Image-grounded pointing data
┌──
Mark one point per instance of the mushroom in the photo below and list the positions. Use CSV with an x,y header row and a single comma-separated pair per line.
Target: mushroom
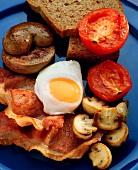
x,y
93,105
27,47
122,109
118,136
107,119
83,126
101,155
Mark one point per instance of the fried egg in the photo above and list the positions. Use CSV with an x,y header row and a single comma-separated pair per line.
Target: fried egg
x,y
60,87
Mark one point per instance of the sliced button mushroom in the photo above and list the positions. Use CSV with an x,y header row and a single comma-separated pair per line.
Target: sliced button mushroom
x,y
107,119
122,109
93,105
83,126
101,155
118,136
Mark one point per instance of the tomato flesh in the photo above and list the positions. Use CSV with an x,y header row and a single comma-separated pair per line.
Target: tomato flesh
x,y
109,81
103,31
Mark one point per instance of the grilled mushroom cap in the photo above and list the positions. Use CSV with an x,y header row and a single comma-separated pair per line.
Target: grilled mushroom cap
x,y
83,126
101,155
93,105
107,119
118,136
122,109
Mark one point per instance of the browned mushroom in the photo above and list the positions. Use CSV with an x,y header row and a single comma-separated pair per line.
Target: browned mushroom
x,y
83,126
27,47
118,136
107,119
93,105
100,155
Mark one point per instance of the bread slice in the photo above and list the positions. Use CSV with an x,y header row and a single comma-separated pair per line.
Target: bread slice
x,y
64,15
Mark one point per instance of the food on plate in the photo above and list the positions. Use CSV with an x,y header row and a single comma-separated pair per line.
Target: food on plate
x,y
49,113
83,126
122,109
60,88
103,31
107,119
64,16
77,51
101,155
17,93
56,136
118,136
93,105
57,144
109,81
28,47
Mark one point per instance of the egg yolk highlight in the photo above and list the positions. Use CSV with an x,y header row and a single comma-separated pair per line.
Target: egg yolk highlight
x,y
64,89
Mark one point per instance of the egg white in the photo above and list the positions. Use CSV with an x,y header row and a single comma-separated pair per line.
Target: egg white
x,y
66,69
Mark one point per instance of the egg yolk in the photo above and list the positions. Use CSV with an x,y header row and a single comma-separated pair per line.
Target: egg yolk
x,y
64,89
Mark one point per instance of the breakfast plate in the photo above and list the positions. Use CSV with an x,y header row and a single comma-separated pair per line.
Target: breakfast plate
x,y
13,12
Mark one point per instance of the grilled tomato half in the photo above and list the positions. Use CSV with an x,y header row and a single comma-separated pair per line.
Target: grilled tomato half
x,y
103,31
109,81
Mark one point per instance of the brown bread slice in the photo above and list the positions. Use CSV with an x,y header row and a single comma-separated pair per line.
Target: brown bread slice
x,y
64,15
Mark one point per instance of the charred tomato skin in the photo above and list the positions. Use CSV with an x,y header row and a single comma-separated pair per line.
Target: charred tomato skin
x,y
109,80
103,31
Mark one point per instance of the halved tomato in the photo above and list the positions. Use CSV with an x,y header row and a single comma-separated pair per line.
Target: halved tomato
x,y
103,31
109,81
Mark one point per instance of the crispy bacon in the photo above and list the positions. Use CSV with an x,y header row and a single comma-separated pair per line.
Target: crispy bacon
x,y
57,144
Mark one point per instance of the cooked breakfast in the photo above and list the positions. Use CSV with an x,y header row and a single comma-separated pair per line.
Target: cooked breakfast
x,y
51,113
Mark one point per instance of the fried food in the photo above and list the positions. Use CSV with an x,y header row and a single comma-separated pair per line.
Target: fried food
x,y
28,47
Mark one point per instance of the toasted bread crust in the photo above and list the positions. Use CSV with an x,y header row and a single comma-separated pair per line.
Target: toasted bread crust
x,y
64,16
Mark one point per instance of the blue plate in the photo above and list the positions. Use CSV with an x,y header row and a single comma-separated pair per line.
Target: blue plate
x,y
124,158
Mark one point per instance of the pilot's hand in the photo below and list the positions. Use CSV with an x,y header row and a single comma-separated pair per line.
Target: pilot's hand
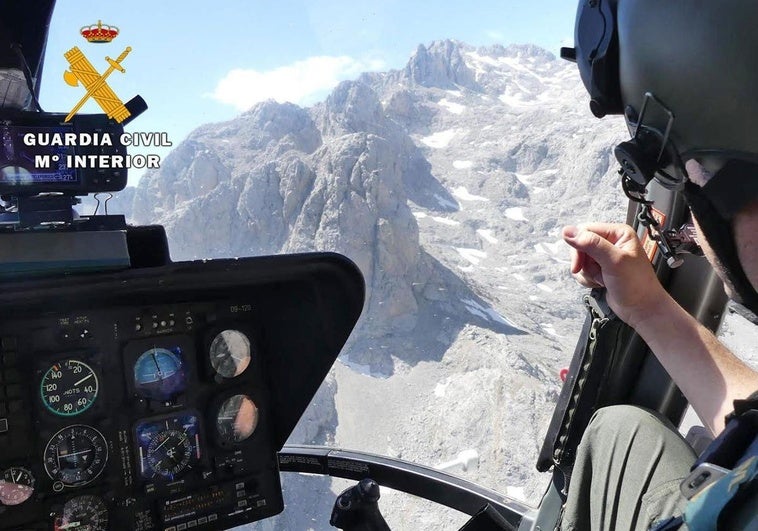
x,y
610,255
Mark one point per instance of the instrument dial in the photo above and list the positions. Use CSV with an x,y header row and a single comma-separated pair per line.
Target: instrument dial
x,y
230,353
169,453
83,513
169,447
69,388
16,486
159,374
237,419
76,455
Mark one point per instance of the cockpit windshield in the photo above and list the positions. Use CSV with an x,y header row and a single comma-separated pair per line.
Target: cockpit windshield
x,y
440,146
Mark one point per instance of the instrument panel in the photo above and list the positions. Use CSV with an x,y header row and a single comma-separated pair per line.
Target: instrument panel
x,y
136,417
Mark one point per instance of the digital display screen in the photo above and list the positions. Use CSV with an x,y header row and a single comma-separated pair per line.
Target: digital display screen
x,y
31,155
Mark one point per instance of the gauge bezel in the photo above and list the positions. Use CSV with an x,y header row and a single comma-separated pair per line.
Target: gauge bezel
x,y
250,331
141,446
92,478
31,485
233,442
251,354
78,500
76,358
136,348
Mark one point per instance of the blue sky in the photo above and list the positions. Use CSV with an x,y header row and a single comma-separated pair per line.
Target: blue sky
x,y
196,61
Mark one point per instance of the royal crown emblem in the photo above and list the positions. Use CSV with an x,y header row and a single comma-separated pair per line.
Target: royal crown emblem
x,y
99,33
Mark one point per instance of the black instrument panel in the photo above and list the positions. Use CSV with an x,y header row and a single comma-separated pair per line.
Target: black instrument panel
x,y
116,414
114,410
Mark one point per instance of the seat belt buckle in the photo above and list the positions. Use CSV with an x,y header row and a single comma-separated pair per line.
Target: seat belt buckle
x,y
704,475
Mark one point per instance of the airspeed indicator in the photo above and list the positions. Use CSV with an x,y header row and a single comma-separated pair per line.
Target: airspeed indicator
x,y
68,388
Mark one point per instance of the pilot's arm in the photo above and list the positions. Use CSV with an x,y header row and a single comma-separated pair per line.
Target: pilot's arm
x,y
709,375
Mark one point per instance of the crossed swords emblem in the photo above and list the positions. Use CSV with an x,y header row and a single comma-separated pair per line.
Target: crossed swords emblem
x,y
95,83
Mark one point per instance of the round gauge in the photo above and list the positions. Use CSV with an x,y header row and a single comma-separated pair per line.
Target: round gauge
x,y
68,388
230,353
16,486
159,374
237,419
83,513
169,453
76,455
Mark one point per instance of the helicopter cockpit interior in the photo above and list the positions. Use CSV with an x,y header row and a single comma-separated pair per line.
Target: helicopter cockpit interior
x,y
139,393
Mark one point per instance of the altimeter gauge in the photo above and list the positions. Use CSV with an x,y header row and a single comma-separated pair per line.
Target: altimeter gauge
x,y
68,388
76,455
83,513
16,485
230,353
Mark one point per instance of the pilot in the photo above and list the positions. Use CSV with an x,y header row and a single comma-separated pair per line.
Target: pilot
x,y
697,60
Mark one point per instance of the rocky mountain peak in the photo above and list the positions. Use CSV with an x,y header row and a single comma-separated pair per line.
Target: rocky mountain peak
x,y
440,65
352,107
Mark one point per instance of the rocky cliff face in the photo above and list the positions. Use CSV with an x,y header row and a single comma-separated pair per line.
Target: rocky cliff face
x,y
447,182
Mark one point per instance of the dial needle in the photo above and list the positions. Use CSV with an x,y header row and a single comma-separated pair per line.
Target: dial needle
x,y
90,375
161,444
└──
┌──
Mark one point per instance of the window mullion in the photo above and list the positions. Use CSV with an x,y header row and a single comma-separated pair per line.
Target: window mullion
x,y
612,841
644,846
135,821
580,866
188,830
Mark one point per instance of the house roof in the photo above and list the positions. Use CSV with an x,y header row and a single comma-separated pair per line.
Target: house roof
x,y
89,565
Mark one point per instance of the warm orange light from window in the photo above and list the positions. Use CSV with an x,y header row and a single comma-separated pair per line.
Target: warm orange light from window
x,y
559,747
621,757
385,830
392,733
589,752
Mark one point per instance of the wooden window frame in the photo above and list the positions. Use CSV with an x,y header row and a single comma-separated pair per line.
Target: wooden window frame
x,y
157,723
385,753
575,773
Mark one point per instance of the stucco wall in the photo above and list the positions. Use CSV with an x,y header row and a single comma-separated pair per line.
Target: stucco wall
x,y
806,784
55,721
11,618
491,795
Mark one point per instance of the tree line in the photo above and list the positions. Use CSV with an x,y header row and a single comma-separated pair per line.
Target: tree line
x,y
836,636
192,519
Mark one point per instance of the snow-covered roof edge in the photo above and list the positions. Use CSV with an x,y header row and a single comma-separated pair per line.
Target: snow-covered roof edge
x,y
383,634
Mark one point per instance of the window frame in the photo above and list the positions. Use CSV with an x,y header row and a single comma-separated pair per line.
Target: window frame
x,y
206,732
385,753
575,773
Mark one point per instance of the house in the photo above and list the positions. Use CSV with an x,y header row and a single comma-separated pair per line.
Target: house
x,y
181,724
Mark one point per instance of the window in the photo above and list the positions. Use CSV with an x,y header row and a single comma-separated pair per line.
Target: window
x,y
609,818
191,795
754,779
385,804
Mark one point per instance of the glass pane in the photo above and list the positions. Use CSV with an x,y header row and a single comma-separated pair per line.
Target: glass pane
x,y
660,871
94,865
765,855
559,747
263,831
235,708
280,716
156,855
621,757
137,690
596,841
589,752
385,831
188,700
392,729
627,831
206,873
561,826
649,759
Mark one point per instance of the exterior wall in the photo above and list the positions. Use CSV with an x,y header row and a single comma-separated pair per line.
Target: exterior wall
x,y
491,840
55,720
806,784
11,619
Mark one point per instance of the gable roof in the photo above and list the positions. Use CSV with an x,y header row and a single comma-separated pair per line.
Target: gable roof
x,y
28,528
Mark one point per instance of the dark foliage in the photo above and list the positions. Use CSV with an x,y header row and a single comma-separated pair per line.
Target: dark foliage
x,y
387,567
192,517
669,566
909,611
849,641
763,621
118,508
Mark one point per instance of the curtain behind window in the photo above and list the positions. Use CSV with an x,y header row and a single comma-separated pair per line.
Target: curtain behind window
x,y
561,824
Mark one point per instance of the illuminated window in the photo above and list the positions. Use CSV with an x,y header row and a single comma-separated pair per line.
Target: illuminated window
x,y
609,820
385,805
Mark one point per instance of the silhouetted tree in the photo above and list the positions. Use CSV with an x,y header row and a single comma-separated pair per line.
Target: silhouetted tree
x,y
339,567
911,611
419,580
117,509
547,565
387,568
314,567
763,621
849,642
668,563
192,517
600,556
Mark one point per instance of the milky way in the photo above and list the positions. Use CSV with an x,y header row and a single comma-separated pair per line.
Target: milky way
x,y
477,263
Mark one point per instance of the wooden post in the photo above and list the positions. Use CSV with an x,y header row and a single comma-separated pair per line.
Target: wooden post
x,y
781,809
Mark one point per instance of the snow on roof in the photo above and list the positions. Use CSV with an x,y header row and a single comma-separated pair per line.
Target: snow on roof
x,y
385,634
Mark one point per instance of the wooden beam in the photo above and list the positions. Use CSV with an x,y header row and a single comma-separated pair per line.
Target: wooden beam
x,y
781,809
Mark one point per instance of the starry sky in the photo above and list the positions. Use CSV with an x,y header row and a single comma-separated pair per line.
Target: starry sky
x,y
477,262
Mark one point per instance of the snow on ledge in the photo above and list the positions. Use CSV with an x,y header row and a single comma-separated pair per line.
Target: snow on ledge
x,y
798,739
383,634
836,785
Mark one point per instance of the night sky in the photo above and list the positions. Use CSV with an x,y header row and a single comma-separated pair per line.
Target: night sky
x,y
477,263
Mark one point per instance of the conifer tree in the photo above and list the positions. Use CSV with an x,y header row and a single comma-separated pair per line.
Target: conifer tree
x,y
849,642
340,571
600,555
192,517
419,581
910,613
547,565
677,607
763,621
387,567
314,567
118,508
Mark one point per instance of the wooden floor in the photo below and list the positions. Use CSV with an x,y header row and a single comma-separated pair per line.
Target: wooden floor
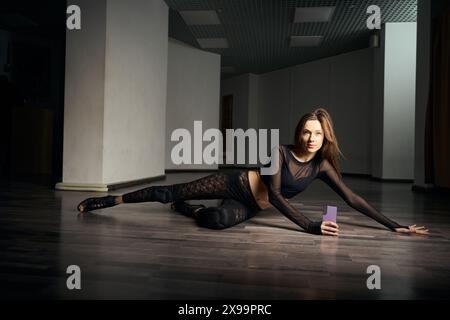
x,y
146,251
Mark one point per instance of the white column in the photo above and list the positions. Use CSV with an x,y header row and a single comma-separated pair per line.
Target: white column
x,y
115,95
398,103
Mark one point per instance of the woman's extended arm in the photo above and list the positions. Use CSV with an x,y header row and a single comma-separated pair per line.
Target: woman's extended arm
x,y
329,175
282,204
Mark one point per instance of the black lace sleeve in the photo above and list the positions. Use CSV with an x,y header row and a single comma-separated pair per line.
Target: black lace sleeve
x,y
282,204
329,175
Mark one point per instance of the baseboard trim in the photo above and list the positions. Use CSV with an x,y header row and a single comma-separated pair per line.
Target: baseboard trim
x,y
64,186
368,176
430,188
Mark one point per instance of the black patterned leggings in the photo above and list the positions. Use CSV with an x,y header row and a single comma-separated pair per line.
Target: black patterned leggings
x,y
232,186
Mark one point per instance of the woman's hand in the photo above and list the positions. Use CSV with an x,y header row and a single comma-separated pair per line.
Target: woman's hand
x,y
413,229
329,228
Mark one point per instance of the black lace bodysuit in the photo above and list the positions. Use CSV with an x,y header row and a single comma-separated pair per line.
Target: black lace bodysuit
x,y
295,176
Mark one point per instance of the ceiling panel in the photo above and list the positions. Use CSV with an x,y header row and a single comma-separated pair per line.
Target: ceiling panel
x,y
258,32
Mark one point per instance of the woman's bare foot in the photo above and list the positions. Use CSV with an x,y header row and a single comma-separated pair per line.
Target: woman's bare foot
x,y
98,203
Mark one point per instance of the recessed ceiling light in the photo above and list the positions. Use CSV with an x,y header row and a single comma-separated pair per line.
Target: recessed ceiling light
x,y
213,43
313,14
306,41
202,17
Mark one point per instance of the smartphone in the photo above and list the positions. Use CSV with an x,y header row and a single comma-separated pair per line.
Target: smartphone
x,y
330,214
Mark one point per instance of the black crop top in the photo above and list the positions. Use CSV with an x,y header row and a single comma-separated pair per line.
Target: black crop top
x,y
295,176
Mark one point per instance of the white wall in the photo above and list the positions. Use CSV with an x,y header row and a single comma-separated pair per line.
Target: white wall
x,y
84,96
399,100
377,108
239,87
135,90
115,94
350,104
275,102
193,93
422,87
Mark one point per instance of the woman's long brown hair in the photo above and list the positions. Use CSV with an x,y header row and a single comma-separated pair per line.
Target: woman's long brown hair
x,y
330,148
└──
* _WHAT YOU SHOULD DO_: Your answer should be the exact lines above from the one with "Target: window frame" through the one with "Mark one point per instance of the glass", both included, and nothing besides.

* _ANSWER SECTION_:
Target: window frame
x,y
206,732
385,753
575,773
Mark one point per instance of the house in the photo above and list the positions. Use CSV with an x,y header row and a single comma-separated pair per line.
Target: house
x,y
181,724
Mark one point per instance of the window in the photo above and list the positions. Use CSV with an x,y header row and a single comma-separated pair per line.
Target: window
x,y
609,818
191,795
754,779
385,804
Mark one point per instance of the glass pane in the photo above and list the positions. Use CSV with an x,y header row and a single comma-separated pair per line.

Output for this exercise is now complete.